┌─ Material provided

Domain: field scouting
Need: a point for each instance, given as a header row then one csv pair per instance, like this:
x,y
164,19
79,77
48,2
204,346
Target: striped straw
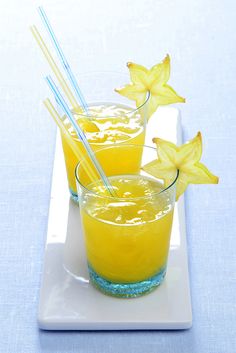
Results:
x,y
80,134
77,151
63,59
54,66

└─
┌─ Material provided

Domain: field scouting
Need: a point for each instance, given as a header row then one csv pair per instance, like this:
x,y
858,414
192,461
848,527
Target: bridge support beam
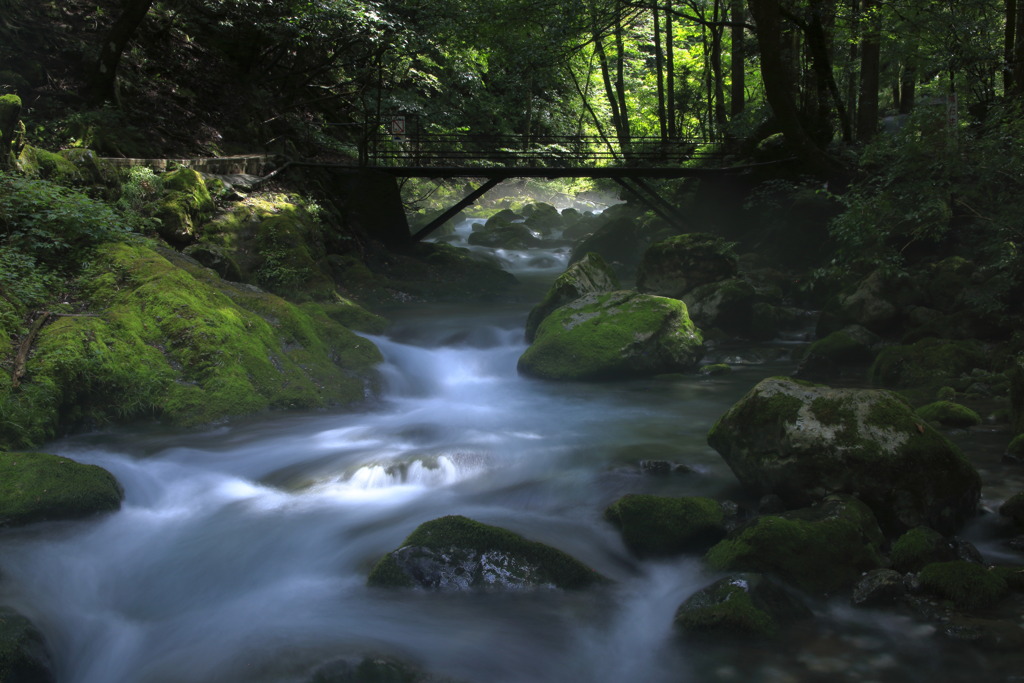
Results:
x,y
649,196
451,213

└─

Goal >> Pick out every line in the material above that contains the string "Target". Case counts, so match capital and small letters exactly.

Final result >>
Target: striped straw
Target: bridge support beam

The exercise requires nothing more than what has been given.